Aim:
Copy out only the part of the entries below that opens with the line containing "In the picture shown above, does any hallway" and closes with the line containing "[280,275,351,342]", keeping every line, and shift each bounding-box coordinate in it up by 38.

Exercise inputs:

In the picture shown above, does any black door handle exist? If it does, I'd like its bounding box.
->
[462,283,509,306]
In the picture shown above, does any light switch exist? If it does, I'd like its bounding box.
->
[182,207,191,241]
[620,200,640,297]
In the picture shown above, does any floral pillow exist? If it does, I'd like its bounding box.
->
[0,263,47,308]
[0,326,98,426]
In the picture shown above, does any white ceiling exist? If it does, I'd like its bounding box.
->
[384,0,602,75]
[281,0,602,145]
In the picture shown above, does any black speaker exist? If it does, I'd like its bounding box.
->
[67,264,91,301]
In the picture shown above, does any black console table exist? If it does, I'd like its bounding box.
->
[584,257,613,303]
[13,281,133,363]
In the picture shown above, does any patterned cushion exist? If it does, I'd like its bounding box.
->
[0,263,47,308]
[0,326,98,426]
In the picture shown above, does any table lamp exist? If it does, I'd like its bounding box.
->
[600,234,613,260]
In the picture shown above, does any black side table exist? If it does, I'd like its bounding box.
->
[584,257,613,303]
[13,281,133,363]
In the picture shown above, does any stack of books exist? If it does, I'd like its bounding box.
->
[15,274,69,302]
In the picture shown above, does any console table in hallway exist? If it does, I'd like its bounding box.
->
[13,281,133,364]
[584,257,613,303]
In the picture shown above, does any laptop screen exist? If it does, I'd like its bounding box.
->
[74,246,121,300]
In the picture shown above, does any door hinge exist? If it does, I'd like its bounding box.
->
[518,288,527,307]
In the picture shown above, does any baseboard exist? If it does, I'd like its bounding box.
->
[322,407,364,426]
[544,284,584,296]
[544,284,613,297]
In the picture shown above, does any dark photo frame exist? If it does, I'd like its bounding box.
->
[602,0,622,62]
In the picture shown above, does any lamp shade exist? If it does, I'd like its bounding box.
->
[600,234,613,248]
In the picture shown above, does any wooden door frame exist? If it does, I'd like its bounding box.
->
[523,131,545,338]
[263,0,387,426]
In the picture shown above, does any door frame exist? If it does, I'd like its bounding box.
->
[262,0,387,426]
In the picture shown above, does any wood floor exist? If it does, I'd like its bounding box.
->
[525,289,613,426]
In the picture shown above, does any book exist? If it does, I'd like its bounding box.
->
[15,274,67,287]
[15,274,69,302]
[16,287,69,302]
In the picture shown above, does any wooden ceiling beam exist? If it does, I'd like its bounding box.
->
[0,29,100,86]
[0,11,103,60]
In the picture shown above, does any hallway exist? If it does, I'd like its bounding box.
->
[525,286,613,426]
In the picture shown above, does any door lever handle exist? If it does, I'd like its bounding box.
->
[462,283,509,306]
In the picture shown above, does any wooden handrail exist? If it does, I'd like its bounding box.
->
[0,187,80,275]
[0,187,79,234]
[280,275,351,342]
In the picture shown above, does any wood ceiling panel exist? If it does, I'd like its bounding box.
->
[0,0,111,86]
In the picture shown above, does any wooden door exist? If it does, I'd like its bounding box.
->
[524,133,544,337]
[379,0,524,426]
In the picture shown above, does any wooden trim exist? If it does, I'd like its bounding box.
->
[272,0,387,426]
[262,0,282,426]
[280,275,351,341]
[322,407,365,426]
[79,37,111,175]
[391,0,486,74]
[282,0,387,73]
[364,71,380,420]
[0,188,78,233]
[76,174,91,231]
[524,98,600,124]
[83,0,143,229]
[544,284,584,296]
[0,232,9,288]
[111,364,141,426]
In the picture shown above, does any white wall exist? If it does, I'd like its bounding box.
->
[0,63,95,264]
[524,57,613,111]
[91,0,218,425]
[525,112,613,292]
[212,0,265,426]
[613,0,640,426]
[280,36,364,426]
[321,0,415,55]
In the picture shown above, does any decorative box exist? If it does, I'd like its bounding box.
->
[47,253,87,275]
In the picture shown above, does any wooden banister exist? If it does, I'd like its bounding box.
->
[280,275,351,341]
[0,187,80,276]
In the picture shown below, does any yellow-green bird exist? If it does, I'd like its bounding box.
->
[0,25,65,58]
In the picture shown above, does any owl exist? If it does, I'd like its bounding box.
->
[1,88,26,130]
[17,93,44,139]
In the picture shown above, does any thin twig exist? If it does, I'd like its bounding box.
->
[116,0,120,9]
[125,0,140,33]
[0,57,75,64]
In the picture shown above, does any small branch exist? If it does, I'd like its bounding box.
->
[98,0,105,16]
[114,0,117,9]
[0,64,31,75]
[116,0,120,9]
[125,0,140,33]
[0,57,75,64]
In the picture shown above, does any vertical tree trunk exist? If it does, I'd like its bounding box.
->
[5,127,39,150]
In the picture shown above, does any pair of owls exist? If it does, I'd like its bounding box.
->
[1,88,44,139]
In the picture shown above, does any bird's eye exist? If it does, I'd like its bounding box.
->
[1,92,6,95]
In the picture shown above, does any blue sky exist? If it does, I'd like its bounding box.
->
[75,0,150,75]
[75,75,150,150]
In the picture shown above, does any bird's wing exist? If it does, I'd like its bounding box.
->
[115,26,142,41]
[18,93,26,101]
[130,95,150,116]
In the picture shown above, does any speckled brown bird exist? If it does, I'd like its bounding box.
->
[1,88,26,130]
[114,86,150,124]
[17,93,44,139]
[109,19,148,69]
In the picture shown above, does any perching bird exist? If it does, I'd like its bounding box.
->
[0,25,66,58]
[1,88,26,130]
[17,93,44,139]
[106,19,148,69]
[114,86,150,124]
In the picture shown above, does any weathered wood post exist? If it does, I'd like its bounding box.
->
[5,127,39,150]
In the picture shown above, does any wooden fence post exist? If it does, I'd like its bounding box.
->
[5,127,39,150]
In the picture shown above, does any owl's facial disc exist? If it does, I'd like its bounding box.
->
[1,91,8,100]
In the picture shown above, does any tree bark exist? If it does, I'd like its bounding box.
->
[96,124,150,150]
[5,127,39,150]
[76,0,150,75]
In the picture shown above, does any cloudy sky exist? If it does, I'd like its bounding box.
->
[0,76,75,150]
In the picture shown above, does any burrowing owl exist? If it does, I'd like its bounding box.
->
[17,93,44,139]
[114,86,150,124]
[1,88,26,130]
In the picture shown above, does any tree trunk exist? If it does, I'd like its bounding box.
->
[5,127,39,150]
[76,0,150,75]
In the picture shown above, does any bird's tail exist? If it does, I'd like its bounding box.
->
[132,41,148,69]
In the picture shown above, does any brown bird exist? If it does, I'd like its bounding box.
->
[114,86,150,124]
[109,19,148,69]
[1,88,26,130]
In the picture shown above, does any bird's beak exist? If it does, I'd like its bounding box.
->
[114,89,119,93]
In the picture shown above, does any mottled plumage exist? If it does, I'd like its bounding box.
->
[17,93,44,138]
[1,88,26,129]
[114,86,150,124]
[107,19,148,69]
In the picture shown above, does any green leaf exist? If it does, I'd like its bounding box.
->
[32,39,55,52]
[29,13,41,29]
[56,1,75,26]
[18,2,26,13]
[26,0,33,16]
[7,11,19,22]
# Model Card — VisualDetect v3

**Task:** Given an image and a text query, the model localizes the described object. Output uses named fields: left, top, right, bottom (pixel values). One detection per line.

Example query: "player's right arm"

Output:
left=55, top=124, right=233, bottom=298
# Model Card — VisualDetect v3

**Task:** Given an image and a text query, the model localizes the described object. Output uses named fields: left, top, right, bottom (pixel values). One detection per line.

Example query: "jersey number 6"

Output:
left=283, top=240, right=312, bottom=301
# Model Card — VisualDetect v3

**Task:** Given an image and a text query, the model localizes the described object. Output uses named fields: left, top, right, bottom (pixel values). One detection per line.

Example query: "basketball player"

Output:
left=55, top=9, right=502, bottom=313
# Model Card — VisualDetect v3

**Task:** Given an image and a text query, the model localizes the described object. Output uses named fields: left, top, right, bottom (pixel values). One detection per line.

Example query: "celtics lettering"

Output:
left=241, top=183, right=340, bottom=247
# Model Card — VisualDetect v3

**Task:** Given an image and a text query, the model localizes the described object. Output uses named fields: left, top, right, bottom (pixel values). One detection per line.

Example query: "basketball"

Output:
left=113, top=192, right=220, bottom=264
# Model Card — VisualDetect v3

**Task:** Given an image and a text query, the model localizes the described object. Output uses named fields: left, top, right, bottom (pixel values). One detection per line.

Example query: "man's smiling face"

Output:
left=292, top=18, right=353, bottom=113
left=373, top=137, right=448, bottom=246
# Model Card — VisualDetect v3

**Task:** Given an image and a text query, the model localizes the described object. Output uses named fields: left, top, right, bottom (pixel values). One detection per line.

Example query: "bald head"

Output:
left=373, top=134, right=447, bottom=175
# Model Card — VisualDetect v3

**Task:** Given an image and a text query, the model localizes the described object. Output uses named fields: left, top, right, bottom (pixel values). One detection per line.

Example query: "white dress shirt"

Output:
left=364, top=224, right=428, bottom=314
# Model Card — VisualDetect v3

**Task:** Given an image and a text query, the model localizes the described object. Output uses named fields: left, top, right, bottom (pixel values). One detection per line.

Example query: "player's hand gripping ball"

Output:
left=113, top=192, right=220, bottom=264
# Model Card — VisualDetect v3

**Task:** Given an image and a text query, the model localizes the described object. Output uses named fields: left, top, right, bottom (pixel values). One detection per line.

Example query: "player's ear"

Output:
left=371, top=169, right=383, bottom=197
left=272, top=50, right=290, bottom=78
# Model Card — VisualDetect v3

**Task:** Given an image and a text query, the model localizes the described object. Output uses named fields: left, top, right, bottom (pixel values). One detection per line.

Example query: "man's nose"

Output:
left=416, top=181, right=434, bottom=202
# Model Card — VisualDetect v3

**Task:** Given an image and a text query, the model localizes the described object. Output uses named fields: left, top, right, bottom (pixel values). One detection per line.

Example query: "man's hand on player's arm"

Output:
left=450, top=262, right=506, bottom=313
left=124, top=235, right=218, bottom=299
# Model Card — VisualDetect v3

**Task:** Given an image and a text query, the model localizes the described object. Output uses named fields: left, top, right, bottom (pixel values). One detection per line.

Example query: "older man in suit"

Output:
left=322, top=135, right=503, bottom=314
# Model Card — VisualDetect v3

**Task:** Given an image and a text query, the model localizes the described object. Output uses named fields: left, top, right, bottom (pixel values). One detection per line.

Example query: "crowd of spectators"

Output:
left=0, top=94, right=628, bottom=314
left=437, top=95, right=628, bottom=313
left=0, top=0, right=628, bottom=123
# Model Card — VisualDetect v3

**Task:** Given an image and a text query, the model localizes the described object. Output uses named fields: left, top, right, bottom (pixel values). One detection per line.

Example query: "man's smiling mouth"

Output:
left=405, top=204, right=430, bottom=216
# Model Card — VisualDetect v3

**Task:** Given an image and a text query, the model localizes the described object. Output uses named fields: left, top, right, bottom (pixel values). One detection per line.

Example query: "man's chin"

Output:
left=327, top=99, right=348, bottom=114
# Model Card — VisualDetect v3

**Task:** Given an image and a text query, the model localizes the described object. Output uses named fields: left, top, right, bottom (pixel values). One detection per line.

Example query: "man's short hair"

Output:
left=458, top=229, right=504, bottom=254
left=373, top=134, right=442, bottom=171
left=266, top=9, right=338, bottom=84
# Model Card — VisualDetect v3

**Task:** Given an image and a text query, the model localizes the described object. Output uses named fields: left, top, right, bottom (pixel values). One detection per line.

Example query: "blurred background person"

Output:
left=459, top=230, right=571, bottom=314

Result for this task:
In the picture shown above, does any hallway exist? If it does, I'd like its bounding box.
->
[563,324,651,464]
In the picture shown above, does any door lever handle exist? If it does, I'd like its bounding box.
->
[500,321,547,344]
In the picture shown above, does any wooden handrail exist? If it does, I'd like its bounding box.
->
[38,225,118,313]
[38,225,117,272]
[318,313,389,380]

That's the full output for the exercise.